▶ TEXTAUSZUG:

↓

Der Vorgänger aus dem letzten Jahrtausend hat gleich zwei Dinge entschieden besser gemacht. Zum einen hat er durchaus den Anspruch, eine Geschichte zu erzählen, die Unerwartetes bereithält. Zum anderen ist er selbstreflexiv genug, seine trashige Arnie-Atmosphäre nicht zu verleugnen und besitzt den Mut, mit charmantem Zynismus darauf zu reagieren.
Im Jahre 2012 ist Total Recall die meiste Zeit über seelenlose Austausch-Action. Die vielen Design-Details, die den Wegesrand säumen, sind schmuck, doch im Zentrum stehen eindeutig die viel zu generischen Verfolgungsjagden und höhepunktlose Schlägereien, die sich träge aneinanderreihen. Deswegen ist der Film auch dann am interessantesten, so lange die Geschichte noch nicht am Laufen ist. Nach dem vielversprechenden ersten Drittel nehmen die Actionszenen im Galopp die Überhand und der hübsche Film entpuppt sich furchtbar schnell als ein biederer und sehr kurzatmiger Langweiler.

↑

▶ ZU LÖSENDE AUFGABEN:
• A. Wann nehmen laut dem Textauszug über Total Recall die Actionszenen die Überhand?
• B. Schreib den Text über den Film Total Recall nach seinem letzten Satz weiter.

▶ AUSGELESENE DATEN:
↓

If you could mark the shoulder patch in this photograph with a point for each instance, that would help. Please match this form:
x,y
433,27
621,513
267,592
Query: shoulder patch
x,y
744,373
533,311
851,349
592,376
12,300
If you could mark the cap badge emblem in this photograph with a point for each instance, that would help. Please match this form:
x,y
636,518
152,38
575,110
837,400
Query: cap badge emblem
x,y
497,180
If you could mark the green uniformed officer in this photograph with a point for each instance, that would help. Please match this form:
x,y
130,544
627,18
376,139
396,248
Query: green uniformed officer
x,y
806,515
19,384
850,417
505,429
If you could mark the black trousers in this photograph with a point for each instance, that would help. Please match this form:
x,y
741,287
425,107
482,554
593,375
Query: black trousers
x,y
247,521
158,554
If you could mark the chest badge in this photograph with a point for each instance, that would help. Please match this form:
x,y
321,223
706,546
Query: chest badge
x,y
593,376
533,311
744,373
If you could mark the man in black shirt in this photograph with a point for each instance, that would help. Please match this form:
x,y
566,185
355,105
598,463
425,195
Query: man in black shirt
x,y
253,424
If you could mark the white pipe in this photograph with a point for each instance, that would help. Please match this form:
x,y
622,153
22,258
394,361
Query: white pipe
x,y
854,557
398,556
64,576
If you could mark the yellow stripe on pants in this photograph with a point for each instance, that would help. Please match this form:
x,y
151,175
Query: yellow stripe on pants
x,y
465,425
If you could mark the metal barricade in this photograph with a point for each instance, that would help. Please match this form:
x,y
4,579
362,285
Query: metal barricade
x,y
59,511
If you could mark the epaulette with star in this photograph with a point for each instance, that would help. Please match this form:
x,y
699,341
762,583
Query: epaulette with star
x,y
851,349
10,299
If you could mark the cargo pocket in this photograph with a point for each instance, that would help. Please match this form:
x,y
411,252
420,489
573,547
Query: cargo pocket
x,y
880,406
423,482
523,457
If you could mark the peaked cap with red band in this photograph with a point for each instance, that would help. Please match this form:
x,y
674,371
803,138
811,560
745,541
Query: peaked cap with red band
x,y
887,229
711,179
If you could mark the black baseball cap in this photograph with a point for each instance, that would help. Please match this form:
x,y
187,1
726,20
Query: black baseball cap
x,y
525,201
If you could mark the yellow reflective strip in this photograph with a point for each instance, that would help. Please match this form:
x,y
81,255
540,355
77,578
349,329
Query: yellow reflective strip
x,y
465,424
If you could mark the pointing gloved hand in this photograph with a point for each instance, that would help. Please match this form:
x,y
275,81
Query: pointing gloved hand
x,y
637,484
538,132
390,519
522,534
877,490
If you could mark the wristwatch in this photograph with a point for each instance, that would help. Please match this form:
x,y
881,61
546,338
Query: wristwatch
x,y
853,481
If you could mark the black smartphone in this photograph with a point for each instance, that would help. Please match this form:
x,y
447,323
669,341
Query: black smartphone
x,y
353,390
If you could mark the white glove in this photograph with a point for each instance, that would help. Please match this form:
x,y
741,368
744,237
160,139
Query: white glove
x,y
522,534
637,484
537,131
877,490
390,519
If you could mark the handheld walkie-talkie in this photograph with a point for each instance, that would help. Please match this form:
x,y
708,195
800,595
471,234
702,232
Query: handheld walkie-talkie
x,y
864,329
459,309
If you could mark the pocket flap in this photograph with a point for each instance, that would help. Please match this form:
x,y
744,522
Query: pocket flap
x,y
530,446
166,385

↑
↓

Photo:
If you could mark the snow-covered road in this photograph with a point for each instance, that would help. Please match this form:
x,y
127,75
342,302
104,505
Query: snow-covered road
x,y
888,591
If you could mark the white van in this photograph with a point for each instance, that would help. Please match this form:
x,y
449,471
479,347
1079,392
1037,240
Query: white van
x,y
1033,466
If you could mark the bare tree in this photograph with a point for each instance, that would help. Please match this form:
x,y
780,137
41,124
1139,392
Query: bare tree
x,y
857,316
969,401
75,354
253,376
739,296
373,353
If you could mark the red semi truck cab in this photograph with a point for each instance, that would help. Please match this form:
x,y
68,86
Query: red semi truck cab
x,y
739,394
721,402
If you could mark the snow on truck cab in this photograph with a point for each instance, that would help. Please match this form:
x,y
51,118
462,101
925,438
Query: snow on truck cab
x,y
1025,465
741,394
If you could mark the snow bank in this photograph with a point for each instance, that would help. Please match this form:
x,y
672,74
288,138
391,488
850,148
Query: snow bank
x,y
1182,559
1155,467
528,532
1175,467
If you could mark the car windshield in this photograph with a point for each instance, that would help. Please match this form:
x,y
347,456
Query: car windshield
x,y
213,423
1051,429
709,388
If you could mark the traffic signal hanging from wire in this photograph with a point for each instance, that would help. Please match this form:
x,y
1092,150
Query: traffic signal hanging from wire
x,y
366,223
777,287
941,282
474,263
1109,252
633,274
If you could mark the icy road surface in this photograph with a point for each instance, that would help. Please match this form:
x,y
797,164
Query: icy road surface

↑

▶ LÖSUNGEN DER AUFGABEN:
• A. Nach dem vielversprechenden ersten Drittel.

• B.
Deswegen kann man sich zu Recht fragen, wieso Golden Globe-Gewinner Colin Farrell  sich in das Machwerk verirrt hat. Ohne seinen Namen hätte der Sci-Fi-Film womöglich nicht mehr Beachtung gefunden als die anderen Werke von Len Wiseman. Underworld 1 – 4, von denen er auch gleich Ehefrau Kate Beckinsale mit rüber genommen hat, die als fiese Killer-Ex nach jedem gescheiterten Angriff der Synthetikpolente verbissen dreinschauend um die Ecke stolziert, dass man die Uhr nach ihr stellen könnte. Nun gut. Stirb langsam 4.0 hat der Regisseur auch zu verantworten. Und der ist ja gar nicht so übel. Aber es scheint bei diesem Ausrutscher zu bleiben.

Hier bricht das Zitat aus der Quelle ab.